◆ Source extract:
§ §

What are the changes?

Traditionally right of entry rules have required union officials to hold a permit and give the employer at least 24 hours’ notice before they enter a workplace/site and they would then be able to investigate suspected breaches of workplace health and safety obligations, suspected breaches of the Fair Work Act and other matters typically dealt with during these visits like freedom of association etc.

The changes allow for a union official holding an entry permit to apply to the Fair Work Commission (FWC) for an exemption certificate which would allow them to waive the 24-hour notice period normally required before they enter a workplace/site.

The Fair Work Commission will only grant these exemptions in the following scenarios however:

  • The Commission must be satisfied that there is a suspected underpayment of wages affecting one of the members of that union in the workplace; and
  • The Commission has to believe that advance notice would be detrimental in regard to any investigation into the prospective breach i.e. that the employer would actively hamper the investigation in some way should they receive the normal 24 hours notice.

What does it mean?

The changes mean that unions now have another avenue they can use to investigate businesses and one that could allow them to turn up with no notice. Businesses who are aware that they have union membership in their workplace, or work on projects where there is a union presence,  take this as an opportunity to review their current payment practices to ensure that they don’t have any exposures in this area.

§ §

◆ Given entries:
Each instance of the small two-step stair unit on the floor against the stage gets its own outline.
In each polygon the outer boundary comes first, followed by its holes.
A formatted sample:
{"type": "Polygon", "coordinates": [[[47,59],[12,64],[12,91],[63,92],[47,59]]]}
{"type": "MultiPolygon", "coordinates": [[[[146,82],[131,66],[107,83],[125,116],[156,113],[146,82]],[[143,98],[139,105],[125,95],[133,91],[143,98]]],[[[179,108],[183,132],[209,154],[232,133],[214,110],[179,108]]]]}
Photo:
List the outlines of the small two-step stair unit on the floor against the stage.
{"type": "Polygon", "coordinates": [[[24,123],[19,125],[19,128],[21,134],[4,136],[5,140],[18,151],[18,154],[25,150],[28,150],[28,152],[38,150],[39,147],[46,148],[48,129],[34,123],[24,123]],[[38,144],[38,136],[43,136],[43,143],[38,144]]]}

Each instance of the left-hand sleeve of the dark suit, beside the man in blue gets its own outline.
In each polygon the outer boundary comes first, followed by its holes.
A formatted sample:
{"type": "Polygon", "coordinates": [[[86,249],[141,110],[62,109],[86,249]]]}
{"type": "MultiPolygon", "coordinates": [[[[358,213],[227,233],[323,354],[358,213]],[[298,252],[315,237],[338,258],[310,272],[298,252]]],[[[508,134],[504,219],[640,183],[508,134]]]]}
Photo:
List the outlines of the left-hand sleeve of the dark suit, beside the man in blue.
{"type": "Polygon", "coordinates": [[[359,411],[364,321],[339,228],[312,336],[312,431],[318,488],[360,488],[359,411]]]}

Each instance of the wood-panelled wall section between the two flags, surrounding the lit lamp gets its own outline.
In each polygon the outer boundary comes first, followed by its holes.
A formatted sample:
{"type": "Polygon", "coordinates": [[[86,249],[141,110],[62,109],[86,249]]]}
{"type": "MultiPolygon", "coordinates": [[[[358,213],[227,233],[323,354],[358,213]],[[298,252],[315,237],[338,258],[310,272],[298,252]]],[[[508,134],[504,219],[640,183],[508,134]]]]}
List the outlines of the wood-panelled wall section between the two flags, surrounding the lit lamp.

§ §

◆ Problem 1: According to the right of entry text, what must the Fair Work Commission be satisfied of before granting an exemption certificate?
◆ Problem 2: Go on with the text on union right of entry changes, picking up after its final sentence.

◆ Exercise response 1: That there is a suspected underpayment of wages affecting a union member in the workplace, and that advance notice would be detrimental to the investigation into the prospective breach.

◆ Exercise response 2:
Employers that have a good relationship with their staff and have developed trust should have no real reason to worry too much about these changes as they are only relevant where there are potential breaches of workplace laws. An exception may be employers who operate in industries that have a history of collective bargaining (building and construction, childcare and manufacturing for example). Employers in those industries will want to ensure that they don’t have any reason for employees or a union to use any suspected breaches to begin a forced enterprise bargaining situation. Even then employers who have a good relationship with their employees will likely have no issues with these changes as it is less likely that an employee will go to a union with a concern before discussing it with their employer.

One of the ways we can help employers is by doing a workplace relations compliance survey where we compare their current practices against their obligations under Fair Work Act and Modern Awards and compile a report on the changes needed to be compliant which would mean that they can have confidence that they are meeting their obligations to their employees.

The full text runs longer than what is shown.